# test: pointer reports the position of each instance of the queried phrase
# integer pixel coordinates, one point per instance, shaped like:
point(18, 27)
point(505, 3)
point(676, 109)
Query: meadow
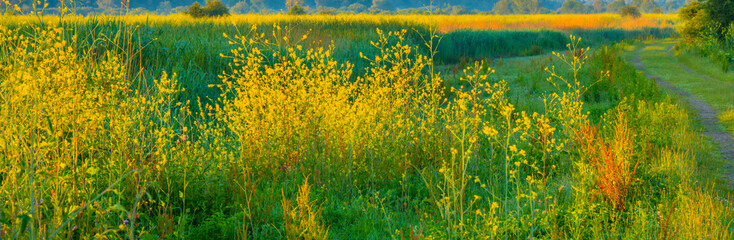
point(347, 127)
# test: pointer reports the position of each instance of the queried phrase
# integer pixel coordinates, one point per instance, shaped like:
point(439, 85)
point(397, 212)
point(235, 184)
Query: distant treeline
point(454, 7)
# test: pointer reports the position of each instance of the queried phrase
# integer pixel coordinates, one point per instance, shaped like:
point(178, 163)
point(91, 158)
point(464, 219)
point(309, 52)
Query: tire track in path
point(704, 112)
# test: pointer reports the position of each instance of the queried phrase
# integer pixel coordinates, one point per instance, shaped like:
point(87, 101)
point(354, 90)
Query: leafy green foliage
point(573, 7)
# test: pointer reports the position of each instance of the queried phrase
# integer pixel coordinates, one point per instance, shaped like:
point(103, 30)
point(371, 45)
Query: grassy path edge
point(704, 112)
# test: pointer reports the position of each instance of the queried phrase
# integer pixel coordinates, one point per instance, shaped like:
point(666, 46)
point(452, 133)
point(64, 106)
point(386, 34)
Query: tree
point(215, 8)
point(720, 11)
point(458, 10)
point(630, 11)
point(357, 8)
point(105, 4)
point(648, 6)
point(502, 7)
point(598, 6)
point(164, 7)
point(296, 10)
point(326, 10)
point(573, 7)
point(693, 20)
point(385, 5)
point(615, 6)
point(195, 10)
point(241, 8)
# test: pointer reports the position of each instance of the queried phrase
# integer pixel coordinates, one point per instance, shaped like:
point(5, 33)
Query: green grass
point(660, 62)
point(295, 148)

--

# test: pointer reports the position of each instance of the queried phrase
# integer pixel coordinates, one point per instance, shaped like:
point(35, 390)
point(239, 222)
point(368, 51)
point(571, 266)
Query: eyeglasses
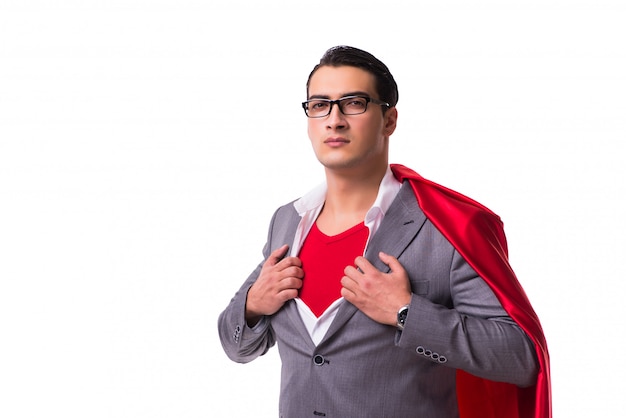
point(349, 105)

== EXERCISE AIM ==
Gather each line of the records above in which the string "green" appears.

== WRITTEN RESPONSE ==
Query: leafy green foliage
Query: green grass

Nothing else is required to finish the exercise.